Exercise aim ::
Retype all entries exactly, skipping pictures.

Records provided ::
□ □ □ □

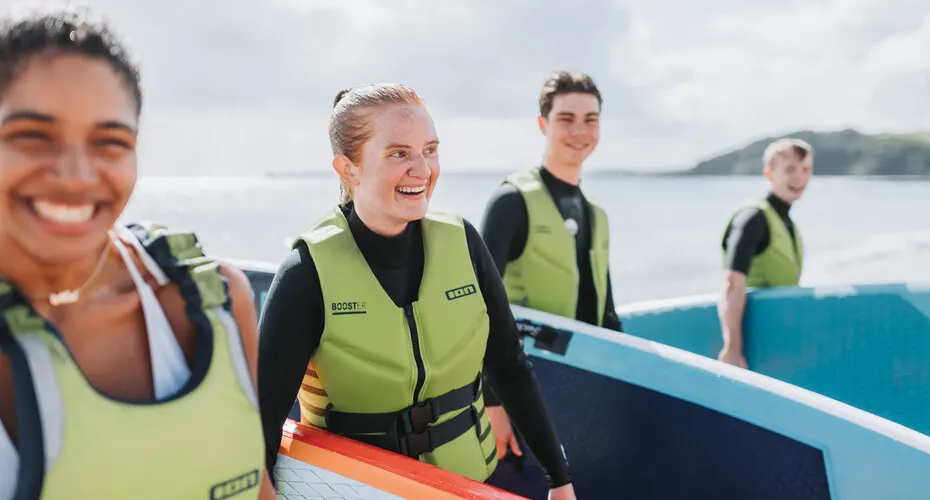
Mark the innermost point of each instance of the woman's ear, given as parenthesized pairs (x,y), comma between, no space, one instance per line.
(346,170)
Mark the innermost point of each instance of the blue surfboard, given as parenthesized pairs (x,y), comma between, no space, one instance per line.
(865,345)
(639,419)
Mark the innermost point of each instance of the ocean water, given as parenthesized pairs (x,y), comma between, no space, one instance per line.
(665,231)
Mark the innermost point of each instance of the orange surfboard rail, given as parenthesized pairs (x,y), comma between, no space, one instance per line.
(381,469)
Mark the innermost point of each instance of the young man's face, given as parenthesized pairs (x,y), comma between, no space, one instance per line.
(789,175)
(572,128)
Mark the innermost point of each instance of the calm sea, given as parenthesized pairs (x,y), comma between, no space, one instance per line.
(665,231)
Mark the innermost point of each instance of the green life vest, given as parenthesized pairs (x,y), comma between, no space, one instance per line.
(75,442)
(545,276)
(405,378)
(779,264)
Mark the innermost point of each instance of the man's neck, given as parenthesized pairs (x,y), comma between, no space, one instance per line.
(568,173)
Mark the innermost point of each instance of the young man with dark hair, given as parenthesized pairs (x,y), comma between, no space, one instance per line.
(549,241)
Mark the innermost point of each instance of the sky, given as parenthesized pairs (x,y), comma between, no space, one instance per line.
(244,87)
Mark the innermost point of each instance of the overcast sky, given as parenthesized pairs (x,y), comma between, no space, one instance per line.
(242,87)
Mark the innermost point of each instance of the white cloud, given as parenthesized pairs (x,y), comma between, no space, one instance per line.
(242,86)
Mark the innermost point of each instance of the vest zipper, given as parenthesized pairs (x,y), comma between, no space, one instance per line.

□ □ □ □

Written reply ::
Mark the innermost point of each instance of the woman's ear, given as parenthesized pairs (x,y), comma between, no space, one instance per line.
(346,170)
Mark the innermost point of each instance of the blue surfboard, given as parenthesized pairs (x,y), comma between, no space, one instance per line.
(865,345)
(639,419)
Mark the innermost point of each instance of the ocean water, given as parenthesized pairs (x,y), comma between, no space, one instance per line.
(665,231)
Mark the innermost point of each instance of the orange surfboard rail, given as parenthesized pairs (x,y), comma between, no space, one instance per line.
(381,469)
Mark the innermost point of each instance of the young man's face, given as parenthesized pairs (x,y), comma between, no space, one instance per line.
(789,175)
(572,128)
Mark the innermost point of each instance of the calm sea, given as parenthesized pairs (x,y), comma between, no space, one instance per line.
(665,231)
Mark the innermost point of each instance of the green life vest, given as parenthesized pairs (x,y), comma between, no space, one instance per line.
(75,442)
(545,276)
(405,378)
(779,264)
Mark the innermost point of each instance of the man's neck, given as parenthesized pairs (x,y), comma between, no space, one instance per line.
(568,173)
Mark the innermost point of each instance of the young man with dark hair, given as parenthesized pairs (x,y), comma between, no space, one instance per line.
(549,241)
Mark the innermost point of each instance of the sky, given as parenthesized pairs (x,y), comma between, no space, one instance per line.
(244,87)
Mark the innermost point of each instance of the overcast sky, given as parenthesized pairs (x,y), comma between, no space, one instance per line.
(242,87)
Mark the innermost point of each instance of the white cloud, given as parenthesized pairs (x,y), comma between, no space, one instance per line.
(242,86)
Mark the innermost point of each instance of the vest zipper, given as parenthesized pairs (x,y), comma between, no space, one instance per line.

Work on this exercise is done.